→ **Document**
-.-.-

In: Accounting
William and Paul own a business selling face masks and hand sanitiser. They agreed that profits will be spilt 80% to William and 20% to Paul and that losses will be split 50% to each of them. They also agreed that before any profits or losses are split Paul gets a salary and William gets interest on his capital contributions. Paul gets a salary because he spends most of his time in the shop dealing with customers. William only provided capital to the business. William also made an arm’s length loan to the business. The partners provide you with the following information for the year ended 30 June 2019: Sales of trading stock for the business $330,000 Interest paid to William (Capital Contribution) $13,000 Salary to Staff of the business $75,000 Purchase of trading stock for the business $200,000 Opening Stock on 1 July 2018 $37,000 Closing Stock on 30 June 2019 $23,000 Interest paid to William (Loan) $5,000 Superannuation for Paul $9,000 Superannuation for Staff of the business $6,000 Required: Calculate the partnership distribution for each partner for the year ended 30 June 2019. You must give reasons for your answer. Your discussion must include an analysis of the pertinent sections of the relevant legislation, rulings, and the relevant case law. If relevant, you must show your calculation. You must apply the law to the facts and provide YOUR OWN analysis of the issues and write a comprehensive answer to the question.

-.-.-

Photo-based point labeling data
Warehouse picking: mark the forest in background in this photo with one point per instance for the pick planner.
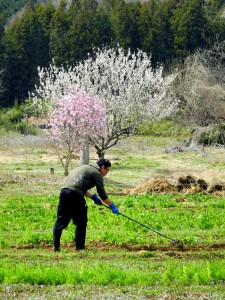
(167, 30)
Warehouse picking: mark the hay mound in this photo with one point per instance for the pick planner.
(186, 184)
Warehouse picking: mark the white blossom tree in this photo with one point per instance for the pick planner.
(125, 82)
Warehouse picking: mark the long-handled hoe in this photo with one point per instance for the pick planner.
(172, 240)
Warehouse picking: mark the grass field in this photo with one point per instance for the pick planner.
(123, 260)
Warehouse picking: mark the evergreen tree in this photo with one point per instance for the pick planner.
(83, 33)
(120, 23)
(103, 22)
(23, 53)
(134, 14)
(151, 28)
(44, 15)
(58, 34)
(189, 24)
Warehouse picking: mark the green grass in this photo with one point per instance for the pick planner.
(123, 260)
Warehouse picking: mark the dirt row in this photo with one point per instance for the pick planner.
(187, 184)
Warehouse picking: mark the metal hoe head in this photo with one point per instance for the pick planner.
(173, 240)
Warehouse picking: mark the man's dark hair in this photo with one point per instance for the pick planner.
(103, 162)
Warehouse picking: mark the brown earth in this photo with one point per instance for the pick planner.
(187, 184)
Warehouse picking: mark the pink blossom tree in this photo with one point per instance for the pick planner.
(126, 82)
(75, 118)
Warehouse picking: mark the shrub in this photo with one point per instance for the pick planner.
(210, 135)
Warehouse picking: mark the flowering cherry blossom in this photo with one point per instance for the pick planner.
(75, 117)
(130, 88)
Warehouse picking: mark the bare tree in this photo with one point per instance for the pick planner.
(202, 88)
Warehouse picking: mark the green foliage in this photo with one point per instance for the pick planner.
(163, 128)
(12, 120)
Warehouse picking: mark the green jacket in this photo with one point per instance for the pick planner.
(85, 177)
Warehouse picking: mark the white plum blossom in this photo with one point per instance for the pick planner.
(130, 88)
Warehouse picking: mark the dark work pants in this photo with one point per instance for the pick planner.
(72, 206)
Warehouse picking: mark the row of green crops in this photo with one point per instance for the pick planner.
(104, 269)
(28, 221)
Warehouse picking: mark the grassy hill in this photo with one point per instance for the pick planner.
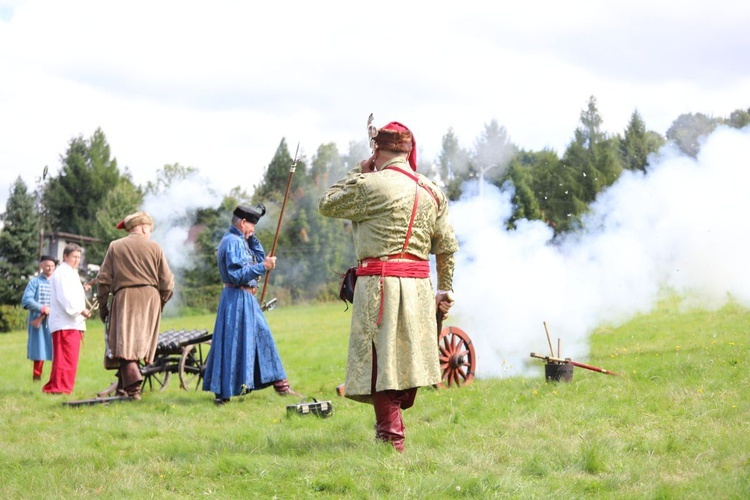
(674, 425)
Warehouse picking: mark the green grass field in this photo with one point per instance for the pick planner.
(674, 425)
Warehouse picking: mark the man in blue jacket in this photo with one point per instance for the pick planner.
(36, 299)
(243, 355)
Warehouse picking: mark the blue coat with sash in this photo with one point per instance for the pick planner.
(243, 354)
(37, 294)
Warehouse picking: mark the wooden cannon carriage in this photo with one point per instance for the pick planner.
(180, 352)
(177, 351)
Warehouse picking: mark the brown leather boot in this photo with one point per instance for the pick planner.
(389, 425)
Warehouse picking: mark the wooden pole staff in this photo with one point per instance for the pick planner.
(549, 341)
(278, 226)
(574, 363)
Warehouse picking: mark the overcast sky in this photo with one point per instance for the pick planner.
(216, 85)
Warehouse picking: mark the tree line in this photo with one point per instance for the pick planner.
(89, 194)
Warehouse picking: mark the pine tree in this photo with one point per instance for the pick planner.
(19, 243)
(453, 165)
(688, 129)
(638, 143)
(88, 174)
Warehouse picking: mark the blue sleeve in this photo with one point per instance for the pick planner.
(239, 267)
(28, 301)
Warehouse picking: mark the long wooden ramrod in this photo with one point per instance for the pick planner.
(574, 363)
(278, 226)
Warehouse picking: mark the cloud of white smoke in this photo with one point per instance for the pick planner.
(173, 211)
(676, 229)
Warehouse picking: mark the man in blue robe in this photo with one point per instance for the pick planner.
(36, 299)
(243, 355)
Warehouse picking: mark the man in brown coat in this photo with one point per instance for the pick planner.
(136, 274)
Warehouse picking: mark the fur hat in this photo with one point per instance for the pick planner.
(249, 214)
(397, 137)
(135, 219)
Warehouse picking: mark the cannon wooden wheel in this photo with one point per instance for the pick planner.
(160, 379)
(457, 357)
(191, 367)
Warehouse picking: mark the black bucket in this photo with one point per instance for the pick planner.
(558, 372)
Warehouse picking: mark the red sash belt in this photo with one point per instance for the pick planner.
(247, 288)
(408, 266)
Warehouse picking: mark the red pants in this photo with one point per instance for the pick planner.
(389, 425)
(66, 345)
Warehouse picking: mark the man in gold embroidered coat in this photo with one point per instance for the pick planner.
(136, 273)
(393, 342)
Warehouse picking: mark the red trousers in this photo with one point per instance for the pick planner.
(66, 345)
(389, 424)
(38, 367)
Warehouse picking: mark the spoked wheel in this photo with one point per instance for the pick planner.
(191, 367)
(154, 375)
(457, 358)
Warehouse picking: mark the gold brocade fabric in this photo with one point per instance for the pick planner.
(380, 205)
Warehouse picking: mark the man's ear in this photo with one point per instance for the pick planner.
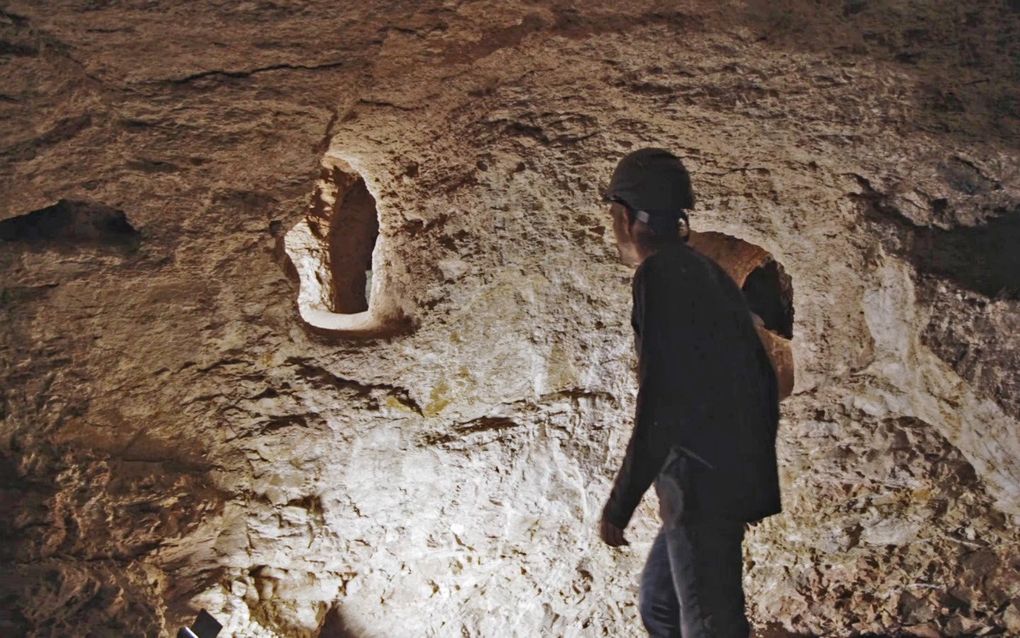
(683, 229)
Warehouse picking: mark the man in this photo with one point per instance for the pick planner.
(707, 410)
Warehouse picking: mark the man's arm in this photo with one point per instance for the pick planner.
(650, 442)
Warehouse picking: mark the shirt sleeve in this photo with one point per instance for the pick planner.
(650, 442)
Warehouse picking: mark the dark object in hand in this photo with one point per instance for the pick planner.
(205, 627)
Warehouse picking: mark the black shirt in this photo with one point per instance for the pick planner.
(706, 389)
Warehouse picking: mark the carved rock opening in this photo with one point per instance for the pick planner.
(70, 223)
(769, 292)
(334, 250)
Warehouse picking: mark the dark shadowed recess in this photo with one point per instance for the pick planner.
(354, 229)
(982, 258)
(769, 292)
(71, 222)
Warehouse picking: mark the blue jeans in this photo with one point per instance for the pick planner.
(692, 583)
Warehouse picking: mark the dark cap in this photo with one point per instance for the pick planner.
(654, 181)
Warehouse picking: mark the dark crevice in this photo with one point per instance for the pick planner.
(354, 229)
(70, 223)
(252, 71)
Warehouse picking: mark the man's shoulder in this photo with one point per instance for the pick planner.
(679, 260)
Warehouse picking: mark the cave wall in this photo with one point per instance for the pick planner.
(173, 436)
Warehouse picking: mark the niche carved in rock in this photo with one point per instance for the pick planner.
(336, 252)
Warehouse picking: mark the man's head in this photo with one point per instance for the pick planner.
(651, 193)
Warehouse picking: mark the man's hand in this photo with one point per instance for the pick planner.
(610, 534)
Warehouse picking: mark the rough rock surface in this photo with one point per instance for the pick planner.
(172, 436)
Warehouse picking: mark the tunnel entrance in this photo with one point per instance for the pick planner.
(769, 292)
(333, 250)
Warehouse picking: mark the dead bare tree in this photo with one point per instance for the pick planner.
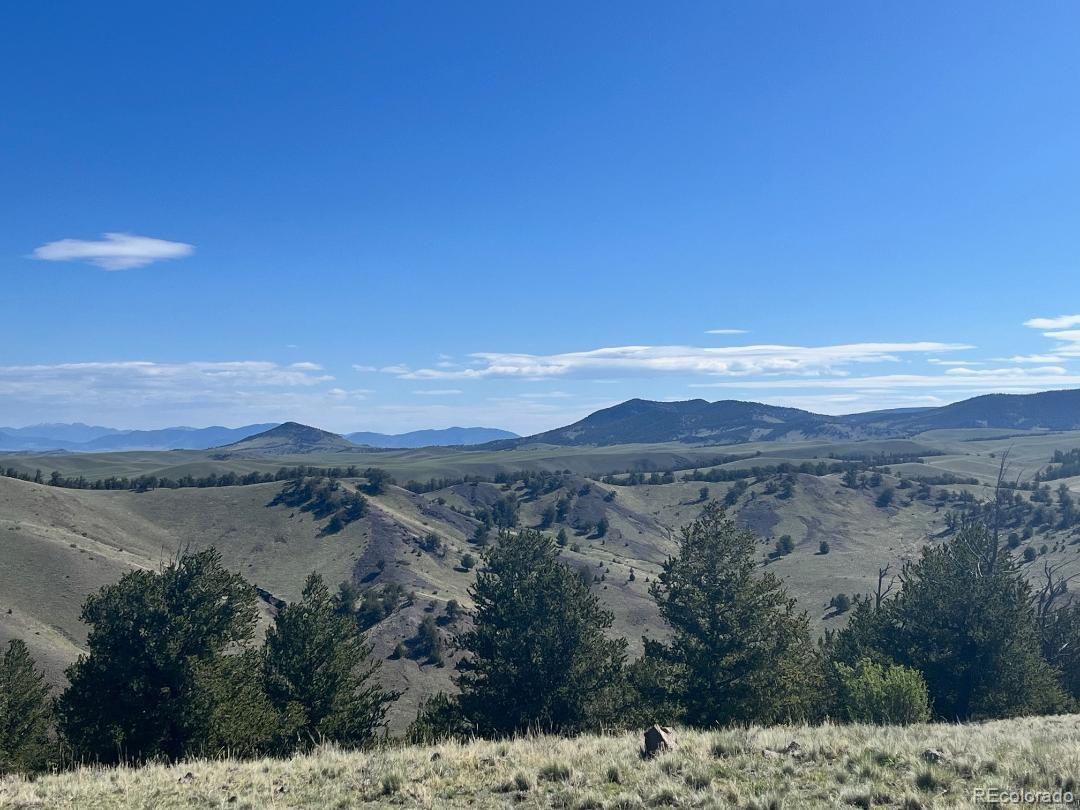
(881, 592)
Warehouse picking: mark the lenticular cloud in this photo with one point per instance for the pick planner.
(113, 251)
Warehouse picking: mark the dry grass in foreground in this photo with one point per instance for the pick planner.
(836, 766)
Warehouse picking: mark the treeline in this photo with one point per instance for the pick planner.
(172, 671)
(146, 483)
(964, 637)
(763, 472)
(1044, 510)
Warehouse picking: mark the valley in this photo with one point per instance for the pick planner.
(617, 509)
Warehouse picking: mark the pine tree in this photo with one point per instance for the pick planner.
(963, 618)
(25, 713)
(538, 653)
(740, 651)
(137, 694)
(320, 674)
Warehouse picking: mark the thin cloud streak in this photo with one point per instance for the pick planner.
(723, 361)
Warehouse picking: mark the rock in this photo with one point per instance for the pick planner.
(657, 739)
(932, 755)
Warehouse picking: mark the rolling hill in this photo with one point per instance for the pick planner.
(732, 421)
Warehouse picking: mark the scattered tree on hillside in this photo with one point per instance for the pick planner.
(138, 692)
(963, 618)
(377, 481)
(740, 650)
(319, 674)
(538, 652)
(26, 713)
(882, 694)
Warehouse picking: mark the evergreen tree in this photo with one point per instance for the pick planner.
(963, 618)
(740, 651)
(240, 718)
(25, 713)
(538, 653)
(320, 674)
(138, 694)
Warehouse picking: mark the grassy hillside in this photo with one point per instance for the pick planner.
(834, 766)
(61, 544)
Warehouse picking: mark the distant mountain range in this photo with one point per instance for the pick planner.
(79, 437)
(432, 437)
(289, 439)
(635, 421)
(731, 421)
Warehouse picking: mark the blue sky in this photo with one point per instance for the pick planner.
(391, 216)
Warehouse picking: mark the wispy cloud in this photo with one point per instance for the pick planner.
(1062, 322)
(725, 361)
(133, 393)
(113, 251)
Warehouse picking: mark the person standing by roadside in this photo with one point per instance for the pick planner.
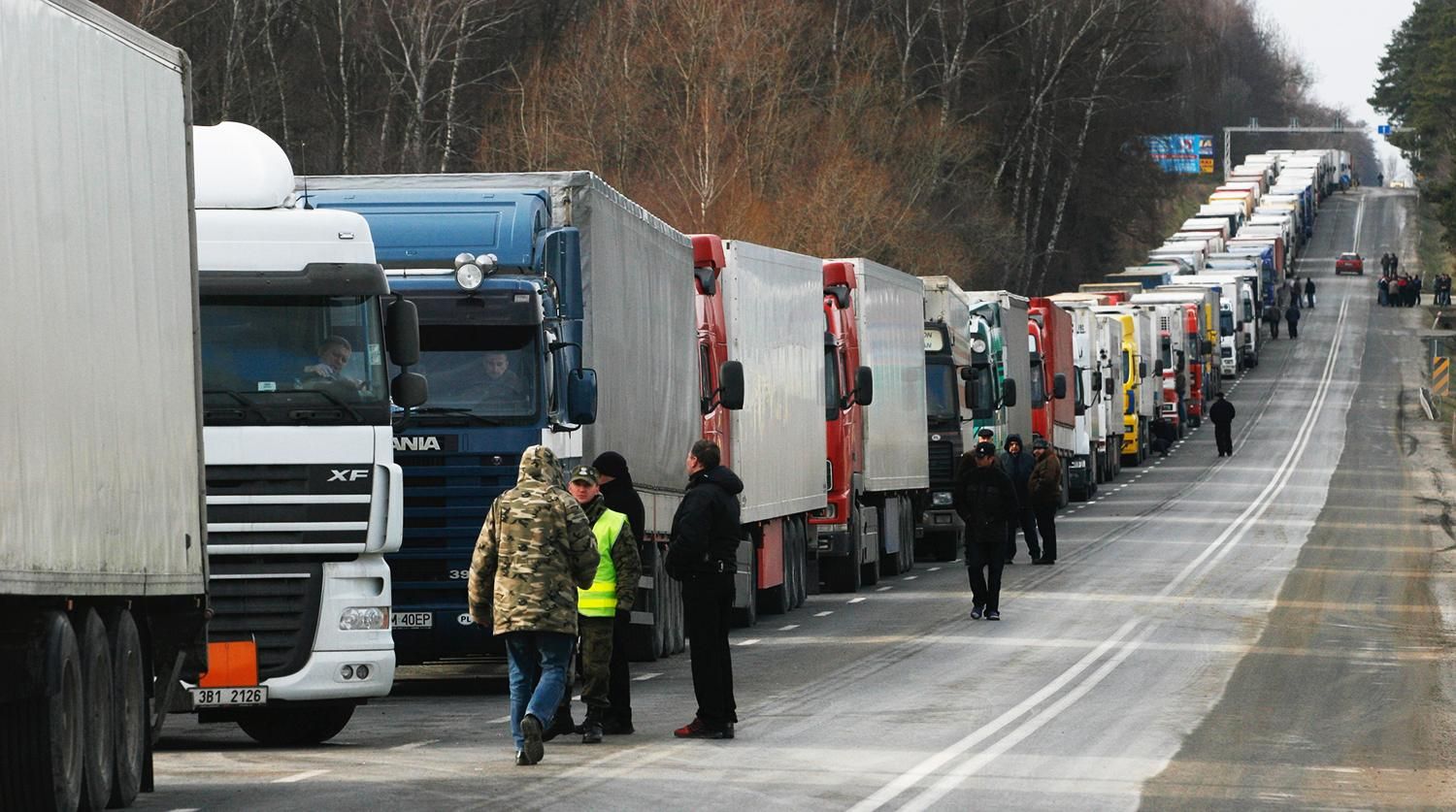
(704, 555)
(1016, 462)
(533, 552)
(619, 494)
(1222, 416)
(984, 498)
(1045, 497)
(612, 594)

-.-.-

Copy the partnership accounting problem above in full, word for word.

→ **In response**
In: Accounting
William and Paul own a business selling face masks and hand sanitiser. They agreed that profits will be spilt 80% to William and 20% to Paul and that losses will be split 50% to each of them. They also agreed that before any profits or losses are split Paul gets a salary and William gets interest on his capital contributions. Paul gets a salary because he spends most of his time in the shop dealing with customers. William only provided capital to the business. William also made an arm’s length loan to the business. The partners provide you with the following information for the year ended 30 June 2019: Sales of trading stock for the business $330,000 Interest paid to William (Capital Contribution) $13,000 Salary to Staff of the business $75,000 Purchase of trading stock for the business $200,000 Opening Stock on 1 July 2018 $37,000 Closing Stock on 30 June 2019 $23,000 Interest paid to William (Loan) $5,000 Superannuation for Paul $9,000 Superannuation for Staff of the business $6,000 Required: Calculate the partnership distribution for each partner for the year ended 30 June 2019. You must give reasons for your answer. Your discussion must include an analysis of the pertinent sections of the relevant legislation, rulings, and the relevant case law. If relevant, you must show your calculation. You must apply the law to the facts and provide YOUR OWN analysis of the issues and write a comprehensive answer to the question.